# [WRITTEN EXERCISE]
From the fruit classification report below, copy word for word the part that begins with the words "# objective" and ends with the words "efficient in processing.".

# objective

This report presents an overview of the development of a deep learning model tailored for the task of fruit classification. We begin with the acquisition of diverse and extensive datasets from the renowned platform, Kaggle.com. These datasets serve as the foundational blocks for training our model.

Leveraging the powerful and widely-used TensorFlow library, we design and refine our deep learning model. TensorFlow's advanced capabilities enable us to construct a model that is accurate in its predictive abilities and also efficient in processing.

A key highlight of this project is the integration of our model into a user-friendly web application, developed using Streamlit. This application stands as the interface between the model and its users, offering a seamless and interactive experience. Users can effortlessly upload an image of a fruit onto the web page, where our model swiftly analyzes the image and delivers its prediction. The code is available in our github repository, sadly we didn't have the occadion to deploy in on a container.

The report delves into each of these aspects in detail, outlining the model's architecture, the data preparation process, training methodologies, and the deployment strategy for the web application. Our goal is to provide a transparent and thorough understanding of the steps involved in bringing this fruit classification model from concept to reality.

Our code can be found at : 
[Fruit Classification GitHub](https://github.com/aparru33/DeepLearning/tree/main/Fruit_classification)

# [RECORD SET]
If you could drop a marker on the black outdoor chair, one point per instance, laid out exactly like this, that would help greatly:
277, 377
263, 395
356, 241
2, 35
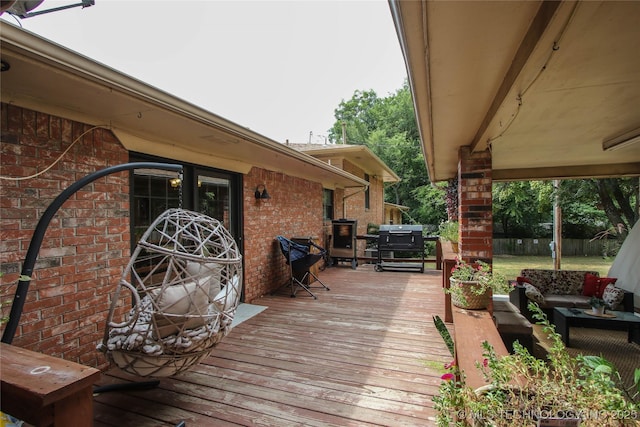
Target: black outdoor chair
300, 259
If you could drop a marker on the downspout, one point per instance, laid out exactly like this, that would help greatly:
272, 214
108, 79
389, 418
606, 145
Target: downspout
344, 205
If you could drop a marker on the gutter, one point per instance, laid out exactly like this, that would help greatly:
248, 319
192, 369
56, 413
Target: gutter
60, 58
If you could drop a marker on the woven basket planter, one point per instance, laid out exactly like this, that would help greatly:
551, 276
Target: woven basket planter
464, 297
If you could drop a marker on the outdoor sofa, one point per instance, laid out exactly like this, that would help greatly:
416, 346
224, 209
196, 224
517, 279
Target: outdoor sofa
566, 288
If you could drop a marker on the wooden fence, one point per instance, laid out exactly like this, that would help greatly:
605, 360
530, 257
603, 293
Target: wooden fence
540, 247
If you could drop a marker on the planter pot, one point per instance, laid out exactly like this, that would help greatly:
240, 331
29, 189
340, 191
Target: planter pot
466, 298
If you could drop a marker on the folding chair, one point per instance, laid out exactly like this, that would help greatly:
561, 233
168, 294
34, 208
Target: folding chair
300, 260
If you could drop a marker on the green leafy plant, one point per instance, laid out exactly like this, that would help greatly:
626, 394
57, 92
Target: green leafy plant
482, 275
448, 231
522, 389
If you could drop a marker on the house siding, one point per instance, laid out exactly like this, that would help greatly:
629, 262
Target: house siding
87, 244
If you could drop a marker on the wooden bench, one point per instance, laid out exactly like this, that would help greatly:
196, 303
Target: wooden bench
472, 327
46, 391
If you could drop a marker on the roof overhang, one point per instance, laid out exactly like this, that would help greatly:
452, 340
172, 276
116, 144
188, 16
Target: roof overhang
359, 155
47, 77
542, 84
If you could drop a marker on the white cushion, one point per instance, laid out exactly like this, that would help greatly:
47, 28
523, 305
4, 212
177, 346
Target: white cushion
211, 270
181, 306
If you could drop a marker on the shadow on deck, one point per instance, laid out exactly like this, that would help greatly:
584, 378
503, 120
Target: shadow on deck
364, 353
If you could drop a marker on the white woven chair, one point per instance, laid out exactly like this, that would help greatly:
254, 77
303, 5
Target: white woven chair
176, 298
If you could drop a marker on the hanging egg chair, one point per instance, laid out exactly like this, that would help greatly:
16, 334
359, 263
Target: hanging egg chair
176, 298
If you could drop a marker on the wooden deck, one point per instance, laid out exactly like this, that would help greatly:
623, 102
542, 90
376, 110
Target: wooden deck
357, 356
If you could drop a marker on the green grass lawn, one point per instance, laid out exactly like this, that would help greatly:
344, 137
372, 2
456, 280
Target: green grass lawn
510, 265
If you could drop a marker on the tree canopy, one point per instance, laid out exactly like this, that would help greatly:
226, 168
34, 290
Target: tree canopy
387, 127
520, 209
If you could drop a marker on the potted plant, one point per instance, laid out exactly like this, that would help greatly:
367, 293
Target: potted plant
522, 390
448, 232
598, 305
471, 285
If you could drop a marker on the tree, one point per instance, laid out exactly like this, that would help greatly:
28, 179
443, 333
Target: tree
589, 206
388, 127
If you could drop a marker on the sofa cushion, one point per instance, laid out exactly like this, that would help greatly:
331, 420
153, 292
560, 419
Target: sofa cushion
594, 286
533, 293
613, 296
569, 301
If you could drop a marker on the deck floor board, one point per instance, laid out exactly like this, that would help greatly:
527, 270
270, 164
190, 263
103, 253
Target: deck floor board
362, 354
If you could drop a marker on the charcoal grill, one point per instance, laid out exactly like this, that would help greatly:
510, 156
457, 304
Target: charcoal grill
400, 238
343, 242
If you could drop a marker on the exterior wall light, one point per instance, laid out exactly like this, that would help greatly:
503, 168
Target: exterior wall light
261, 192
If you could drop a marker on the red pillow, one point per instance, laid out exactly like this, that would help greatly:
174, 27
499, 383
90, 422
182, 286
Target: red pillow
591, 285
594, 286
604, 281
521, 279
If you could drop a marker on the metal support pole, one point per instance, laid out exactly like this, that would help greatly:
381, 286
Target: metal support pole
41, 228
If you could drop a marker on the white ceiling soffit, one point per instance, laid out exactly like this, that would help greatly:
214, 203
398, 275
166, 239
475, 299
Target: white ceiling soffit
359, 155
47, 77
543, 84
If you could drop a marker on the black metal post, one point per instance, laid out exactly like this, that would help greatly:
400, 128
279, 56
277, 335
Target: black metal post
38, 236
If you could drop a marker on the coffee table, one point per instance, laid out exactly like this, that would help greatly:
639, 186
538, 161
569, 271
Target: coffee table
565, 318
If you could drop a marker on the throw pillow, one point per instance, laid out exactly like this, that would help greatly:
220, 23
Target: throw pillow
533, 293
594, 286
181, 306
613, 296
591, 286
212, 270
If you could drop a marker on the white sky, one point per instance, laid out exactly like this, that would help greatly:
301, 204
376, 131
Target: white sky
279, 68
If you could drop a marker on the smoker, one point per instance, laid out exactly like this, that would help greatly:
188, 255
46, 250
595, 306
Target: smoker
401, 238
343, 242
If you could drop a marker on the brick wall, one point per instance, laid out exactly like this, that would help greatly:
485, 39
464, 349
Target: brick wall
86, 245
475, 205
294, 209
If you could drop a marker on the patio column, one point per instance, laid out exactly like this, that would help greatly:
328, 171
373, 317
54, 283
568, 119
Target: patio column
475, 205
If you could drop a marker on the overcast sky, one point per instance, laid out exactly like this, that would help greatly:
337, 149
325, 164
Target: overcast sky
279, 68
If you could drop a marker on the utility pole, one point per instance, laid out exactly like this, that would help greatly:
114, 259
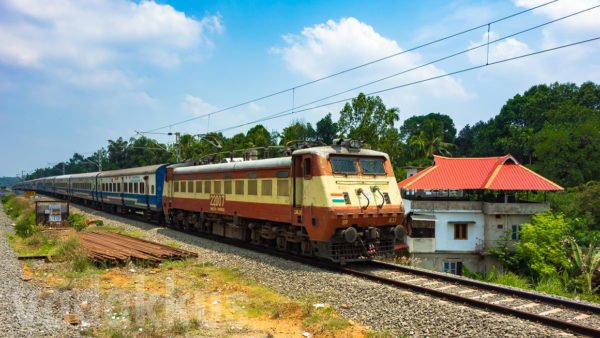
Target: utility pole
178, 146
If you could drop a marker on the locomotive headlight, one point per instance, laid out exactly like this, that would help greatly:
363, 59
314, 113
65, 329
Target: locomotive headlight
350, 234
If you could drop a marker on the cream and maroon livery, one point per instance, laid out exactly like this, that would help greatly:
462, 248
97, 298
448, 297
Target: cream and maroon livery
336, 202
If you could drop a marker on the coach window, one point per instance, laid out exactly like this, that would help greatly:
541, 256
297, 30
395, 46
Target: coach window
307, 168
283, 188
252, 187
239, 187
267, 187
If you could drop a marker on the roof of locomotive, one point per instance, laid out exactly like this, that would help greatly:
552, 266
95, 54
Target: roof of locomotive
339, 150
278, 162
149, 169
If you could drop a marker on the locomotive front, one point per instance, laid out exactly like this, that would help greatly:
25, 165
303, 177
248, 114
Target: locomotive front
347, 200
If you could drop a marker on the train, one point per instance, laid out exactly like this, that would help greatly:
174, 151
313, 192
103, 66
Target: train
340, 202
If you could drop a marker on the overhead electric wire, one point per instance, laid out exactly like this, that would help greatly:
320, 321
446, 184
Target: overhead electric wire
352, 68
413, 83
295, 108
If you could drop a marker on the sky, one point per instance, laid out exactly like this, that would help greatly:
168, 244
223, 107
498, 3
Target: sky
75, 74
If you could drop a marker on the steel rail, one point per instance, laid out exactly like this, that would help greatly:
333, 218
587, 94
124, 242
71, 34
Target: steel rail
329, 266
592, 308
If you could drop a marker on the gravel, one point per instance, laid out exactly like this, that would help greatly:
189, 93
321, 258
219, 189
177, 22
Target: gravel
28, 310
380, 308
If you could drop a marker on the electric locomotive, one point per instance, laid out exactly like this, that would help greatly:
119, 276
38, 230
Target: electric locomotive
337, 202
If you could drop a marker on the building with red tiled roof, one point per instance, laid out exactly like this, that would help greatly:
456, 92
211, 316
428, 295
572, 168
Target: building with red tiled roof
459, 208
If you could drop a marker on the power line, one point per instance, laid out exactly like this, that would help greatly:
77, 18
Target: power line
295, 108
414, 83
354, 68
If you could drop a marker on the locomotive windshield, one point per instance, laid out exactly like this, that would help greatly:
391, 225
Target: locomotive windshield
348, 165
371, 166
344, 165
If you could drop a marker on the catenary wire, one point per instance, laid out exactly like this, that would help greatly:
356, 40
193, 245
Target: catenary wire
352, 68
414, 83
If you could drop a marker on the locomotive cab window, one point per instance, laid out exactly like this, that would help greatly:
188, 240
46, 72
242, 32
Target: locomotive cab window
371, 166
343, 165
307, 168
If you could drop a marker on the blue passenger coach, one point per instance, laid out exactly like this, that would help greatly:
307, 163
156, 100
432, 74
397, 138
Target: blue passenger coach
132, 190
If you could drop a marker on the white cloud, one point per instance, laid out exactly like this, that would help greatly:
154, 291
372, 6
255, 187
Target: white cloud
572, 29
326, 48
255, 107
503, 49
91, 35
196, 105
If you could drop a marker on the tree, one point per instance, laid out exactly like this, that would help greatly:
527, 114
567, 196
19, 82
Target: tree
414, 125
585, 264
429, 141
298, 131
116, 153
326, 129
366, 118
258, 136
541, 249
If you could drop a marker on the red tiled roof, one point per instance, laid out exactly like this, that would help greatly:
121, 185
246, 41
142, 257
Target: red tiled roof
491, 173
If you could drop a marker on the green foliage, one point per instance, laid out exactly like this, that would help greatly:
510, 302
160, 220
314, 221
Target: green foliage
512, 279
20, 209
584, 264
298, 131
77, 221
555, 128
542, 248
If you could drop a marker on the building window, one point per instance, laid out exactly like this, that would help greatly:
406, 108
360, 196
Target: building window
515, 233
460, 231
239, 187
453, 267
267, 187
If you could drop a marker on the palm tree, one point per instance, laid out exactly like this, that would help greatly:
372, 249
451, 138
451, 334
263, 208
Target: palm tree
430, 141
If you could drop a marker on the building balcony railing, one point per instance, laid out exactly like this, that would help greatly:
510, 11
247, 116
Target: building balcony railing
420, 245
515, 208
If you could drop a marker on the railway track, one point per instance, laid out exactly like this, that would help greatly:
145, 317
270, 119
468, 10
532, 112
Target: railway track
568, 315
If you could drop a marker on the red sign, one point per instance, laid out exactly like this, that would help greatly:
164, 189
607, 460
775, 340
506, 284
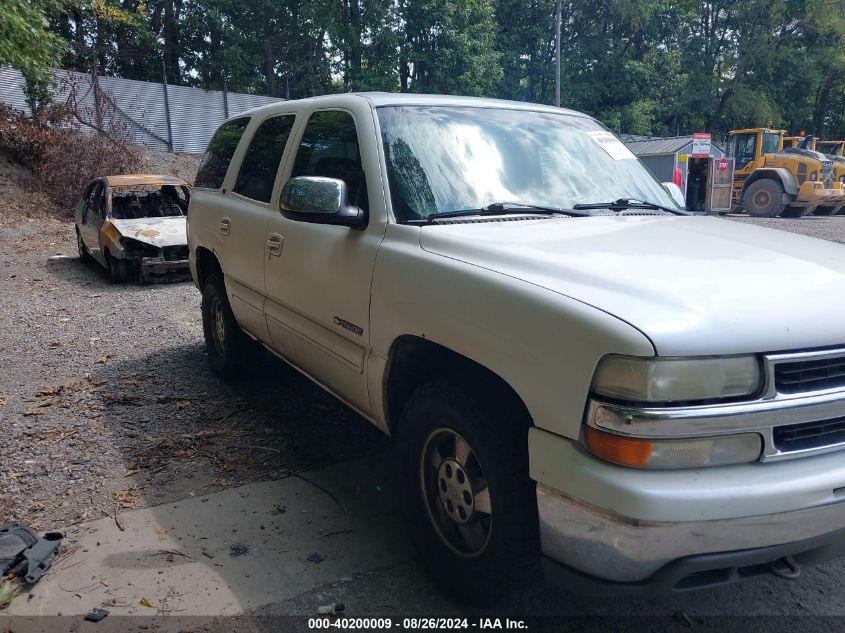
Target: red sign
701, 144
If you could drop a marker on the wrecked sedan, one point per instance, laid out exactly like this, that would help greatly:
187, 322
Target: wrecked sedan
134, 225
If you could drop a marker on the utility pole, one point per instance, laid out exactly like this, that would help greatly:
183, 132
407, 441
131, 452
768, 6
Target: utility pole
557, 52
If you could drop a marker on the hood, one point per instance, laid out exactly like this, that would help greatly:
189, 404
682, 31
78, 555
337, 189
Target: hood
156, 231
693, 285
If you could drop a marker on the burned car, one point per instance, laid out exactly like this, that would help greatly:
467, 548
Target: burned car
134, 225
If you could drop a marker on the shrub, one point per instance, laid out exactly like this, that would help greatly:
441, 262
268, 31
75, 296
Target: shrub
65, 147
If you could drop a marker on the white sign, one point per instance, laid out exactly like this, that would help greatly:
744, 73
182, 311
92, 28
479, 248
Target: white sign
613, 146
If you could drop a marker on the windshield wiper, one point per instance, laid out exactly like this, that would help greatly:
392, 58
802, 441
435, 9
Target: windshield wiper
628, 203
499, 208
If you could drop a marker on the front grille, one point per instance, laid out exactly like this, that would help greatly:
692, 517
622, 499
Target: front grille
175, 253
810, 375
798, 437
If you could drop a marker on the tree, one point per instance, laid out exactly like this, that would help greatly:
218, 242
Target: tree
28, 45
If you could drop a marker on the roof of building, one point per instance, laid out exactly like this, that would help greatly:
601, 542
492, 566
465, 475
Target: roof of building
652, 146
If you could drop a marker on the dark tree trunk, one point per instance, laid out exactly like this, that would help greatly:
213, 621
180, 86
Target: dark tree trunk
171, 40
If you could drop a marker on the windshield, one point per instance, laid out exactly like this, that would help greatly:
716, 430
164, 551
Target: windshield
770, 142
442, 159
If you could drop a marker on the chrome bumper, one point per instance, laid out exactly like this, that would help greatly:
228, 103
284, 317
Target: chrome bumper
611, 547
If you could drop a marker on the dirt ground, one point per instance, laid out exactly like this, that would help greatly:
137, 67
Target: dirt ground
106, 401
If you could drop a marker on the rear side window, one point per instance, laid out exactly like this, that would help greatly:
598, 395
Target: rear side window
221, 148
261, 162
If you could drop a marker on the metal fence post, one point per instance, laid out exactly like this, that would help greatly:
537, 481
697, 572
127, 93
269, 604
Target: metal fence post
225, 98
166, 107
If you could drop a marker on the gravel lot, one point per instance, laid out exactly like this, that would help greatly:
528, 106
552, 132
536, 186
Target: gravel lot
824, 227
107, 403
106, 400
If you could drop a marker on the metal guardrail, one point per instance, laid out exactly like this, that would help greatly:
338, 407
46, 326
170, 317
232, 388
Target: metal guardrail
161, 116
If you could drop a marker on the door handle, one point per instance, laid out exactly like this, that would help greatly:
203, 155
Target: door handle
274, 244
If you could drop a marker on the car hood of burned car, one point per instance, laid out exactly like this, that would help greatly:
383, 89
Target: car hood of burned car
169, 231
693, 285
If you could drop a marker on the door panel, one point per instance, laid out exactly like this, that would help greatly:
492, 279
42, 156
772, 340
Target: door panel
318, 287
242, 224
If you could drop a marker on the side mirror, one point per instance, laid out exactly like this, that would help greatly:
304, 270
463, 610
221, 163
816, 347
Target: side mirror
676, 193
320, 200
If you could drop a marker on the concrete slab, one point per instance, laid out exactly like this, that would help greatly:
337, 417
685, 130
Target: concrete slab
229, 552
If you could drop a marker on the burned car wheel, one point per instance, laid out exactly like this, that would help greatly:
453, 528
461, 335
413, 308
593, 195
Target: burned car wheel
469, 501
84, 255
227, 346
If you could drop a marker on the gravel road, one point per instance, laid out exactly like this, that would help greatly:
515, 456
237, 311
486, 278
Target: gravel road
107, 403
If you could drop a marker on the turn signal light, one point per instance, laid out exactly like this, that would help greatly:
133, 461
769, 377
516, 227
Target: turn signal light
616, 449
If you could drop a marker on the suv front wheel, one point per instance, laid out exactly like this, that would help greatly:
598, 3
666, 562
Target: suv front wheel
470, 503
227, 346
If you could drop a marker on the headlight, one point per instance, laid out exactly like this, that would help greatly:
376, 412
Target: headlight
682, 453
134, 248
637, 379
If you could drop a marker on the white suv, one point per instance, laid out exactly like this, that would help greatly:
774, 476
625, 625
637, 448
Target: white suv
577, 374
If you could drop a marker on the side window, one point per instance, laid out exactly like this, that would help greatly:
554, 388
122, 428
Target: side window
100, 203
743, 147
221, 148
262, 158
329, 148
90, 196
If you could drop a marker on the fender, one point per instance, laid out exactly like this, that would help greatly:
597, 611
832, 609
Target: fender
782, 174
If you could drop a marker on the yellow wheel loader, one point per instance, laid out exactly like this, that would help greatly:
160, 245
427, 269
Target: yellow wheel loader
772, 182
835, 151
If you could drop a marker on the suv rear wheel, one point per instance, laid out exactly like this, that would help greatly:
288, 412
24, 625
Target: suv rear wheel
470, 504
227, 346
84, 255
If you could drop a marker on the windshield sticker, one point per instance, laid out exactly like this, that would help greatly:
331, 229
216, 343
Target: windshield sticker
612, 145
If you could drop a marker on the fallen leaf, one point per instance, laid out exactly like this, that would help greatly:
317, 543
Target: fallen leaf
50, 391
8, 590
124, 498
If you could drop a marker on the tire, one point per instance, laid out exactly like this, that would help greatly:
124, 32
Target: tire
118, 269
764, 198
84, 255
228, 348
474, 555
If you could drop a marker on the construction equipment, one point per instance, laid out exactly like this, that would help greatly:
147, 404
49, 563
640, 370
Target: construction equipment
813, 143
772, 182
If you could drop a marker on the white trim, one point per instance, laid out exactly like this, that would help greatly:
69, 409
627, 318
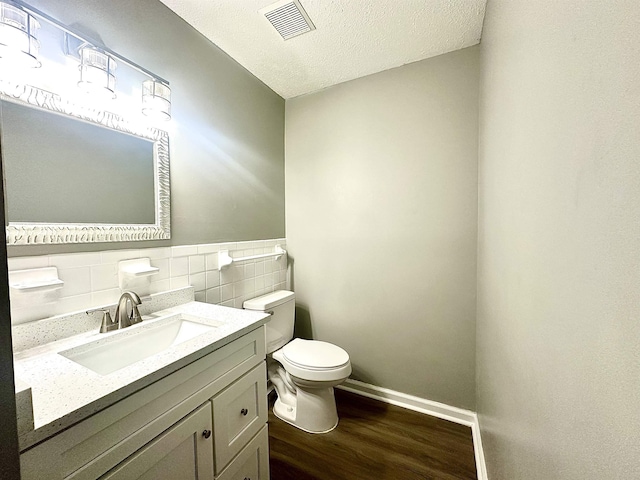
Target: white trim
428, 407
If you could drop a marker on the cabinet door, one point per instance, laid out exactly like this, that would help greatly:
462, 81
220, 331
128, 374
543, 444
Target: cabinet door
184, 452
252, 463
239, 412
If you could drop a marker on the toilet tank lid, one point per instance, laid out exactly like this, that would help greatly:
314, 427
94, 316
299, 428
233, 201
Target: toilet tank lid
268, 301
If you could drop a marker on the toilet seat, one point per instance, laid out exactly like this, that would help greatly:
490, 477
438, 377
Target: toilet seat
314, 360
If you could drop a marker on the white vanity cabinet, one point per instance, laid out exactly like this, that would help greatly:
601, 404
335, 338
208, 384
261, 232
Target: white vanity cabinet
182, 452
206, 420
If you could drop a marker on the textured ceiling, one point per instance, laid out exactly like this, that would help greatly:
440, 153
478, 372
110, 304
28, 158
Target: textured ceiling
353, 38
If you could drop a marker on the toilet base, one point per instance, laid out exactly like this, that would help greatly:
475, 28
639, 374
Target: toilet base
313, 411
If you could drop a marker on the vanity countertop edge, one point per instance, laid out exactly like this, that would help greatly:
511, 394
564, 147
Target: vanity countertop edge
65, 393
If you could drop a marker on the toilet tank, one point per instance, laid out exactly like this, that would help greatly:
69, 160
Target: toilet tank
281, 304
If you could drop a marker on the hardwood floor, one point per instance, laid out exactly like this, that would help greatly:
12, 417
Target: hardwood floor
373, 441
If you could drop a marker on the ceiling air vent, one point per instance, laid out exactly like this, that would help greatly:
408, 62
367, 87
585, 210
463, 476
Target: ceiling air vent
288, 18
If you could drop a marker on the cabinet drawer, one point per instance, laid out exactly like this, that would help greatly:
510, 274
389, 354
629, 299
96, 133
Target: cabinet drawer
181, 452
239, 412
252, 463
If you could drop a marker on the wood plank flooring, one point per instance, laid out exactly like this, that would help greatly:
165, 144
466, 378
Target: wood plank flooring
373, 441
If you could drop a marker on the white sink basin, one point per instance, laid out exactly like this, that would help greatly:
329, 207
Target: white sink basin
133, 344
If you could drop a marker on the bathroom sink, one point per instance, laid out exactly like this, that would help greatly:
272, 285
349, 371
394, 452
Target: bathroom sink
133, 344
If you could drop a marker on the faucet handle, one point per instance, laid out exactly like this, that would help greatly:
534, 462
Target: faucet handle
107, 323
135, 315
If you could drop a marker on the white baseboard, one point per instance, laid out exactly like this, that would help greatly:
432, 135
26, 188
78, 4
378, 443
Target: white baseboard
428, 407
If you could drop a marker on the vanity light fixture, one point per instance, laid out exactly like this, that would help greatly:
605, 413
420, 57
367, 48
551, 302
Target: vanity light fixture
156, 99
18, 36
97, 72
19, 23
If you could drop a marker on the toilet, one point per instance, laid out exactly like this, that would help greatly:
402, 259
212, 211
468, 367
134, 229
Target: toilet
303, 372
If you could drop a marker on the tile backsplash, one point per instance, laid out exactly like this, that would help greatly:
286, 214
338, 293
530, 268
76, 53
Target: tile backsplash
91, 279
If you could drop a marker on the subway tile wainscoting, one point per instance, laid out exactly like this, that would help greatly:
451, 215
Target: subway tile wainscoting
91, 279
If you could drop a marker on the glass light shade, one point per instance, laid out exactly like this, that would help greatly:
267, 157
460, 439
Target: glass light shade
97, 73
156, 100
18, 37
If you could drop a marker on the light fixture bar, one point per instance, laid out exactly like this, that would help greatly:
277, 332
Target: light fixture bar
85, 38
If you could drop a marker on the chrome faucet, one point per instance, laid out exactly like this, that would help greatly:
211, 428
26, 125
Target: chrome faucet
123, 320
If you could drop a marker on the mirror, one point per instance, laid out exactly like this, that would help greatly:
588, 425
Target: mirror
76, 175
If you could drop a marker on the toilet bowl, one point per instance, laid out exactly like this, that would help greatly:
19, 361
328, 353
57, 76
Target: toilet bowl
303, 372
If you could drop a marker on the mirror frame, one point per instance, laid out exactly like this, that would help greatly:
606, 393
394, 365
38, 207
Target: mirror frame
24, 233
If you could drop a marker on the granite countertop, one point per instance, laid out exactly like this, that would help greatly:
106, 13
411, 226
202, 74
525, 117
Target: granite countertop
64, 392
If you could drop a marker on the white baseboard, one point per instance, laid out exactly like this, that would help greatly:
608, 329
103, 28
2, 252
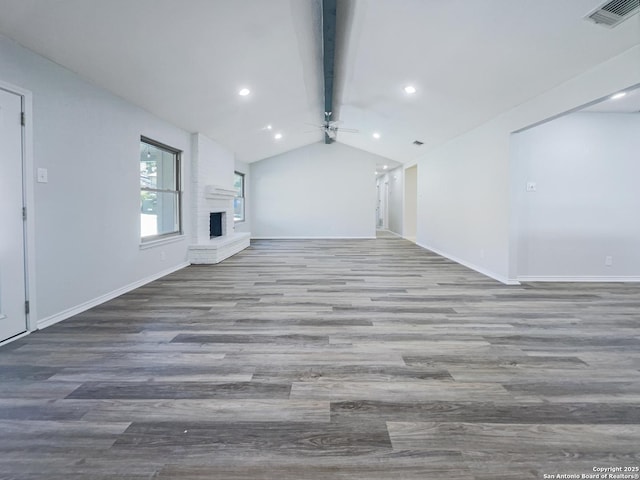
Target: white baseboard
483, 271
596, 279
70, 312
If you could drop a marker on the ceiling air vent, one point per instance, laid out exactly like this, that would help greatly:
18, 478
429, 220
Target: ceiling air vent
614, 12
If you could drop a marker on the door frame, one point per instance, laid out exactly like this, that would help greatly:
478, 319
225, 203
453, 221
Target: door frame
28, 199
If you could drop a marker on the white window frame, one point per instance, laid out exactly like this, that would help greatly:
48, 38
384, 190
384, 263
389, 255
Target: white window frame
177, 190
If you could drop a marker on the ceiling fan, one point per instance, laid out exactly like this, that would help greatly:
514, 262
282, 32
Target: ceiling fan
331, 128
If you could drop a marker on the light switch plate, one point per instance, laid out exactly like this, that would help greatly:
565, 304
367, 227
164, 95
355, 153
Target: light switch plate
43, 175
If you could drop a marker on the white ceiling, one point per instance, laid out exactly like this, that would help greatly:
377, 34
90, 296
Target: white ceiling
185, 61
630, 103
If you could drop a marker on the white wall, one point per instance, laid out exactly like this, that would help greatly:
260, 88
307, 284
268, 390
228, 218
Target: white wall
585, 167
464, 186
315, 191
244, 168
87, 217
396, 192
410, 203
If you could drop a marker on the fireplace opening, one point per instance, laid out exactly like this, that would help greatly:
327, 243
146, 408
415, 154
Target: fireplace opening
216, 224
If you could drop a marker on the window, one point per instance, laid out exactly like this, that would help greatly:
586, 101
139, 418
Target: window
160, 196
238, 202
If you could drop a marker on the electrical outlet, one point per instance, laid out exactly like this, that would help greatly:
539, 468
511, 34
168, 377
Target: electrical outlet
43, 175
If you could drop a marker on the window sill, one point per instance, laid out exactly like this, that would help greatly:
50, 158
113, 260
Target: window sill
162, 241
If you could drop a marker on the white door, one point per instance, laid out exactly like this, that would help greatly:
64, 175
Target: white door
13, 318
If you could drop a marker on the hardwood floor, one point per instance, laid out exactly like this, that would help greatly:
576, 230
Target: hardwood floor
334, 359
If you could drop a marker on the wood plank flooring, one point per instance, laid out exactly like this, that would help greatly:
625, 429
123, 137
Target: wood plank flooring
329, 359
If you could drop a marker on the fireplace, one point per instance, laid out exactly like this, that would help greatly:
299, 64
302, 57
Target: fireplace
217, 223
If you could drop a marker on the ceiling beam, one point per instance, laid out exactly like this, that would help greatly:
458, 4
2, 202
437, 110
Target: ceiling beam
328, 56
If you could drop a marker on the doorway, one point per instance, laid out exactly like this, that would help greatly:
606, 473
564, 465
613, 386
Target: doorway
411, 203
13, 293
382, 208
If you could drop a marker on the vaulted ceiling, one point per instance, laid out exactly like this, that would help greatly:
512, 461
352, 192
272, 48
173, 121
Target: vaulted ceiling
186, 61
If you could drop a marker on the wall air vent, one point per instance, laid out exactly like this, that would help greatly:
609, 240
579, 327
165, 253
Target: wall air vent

# [SOLUTION FOR THIS EXERCISE]
# objective

This report presents an overview of the development of a deep learning model tailored for the task of fruit classification. We begin with the acquisition of diverse and extensive datasets from the renowned platform, Kaggle.com. These datasets serve as the foundational blocks for training our model.

Leveraging the powerful and widely-used TensorFlow library, we design and refine our deep learning model. TensorFlow's advanced capabilities enable us to construct a model that is accurate in its predictive abilities and also efficient in processing.